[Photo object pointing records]
┌──
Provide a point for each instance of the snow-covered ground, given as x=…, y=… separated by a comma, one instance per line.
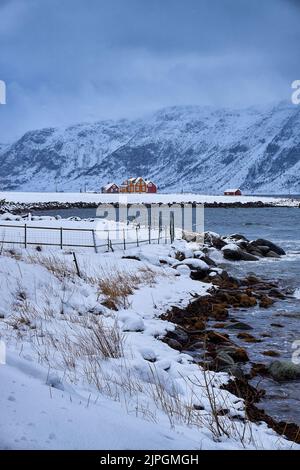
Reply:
x=43, y=197
x=85, y=364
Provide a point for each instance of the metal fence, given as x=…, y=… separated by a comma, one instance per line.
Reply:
x=99, y=240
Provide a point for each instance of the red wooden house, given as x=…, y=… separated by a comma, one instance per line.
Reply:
x=232, y=192
x=151, y=187
x=110, y=188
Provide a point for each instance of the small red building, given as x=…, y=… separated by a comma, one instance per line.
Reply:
x=233, y=192
x=110, y=188
x=151, y=187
└──
● **Exercise brief**: Return every line of the material above word for word, but leave out the pictures.

● **The solution**:
Provide a point for each instance of the snow-covered ground, given as x=…, y=… separated by a comma, one instance per line.
Reply:
x=43, y=197
x=85, y=364
Provide a point for each instance of the metal fence, given as x=…, y=… separated by a comma, one instance per line.
Reply:
x=99, y=240
Provide a point for each instance of the red wooden house, given as x=…, y=… separated by a comma, one instance per line.
Reply:
x=232, y=192
x=151, y=187
x=110, y=188
Provide a point for each instance of the small red building, given as x=…, y=… separated by a comma, one instance per line.
Reply:
x=233, y=192
x=110, y=188
x=151, y=187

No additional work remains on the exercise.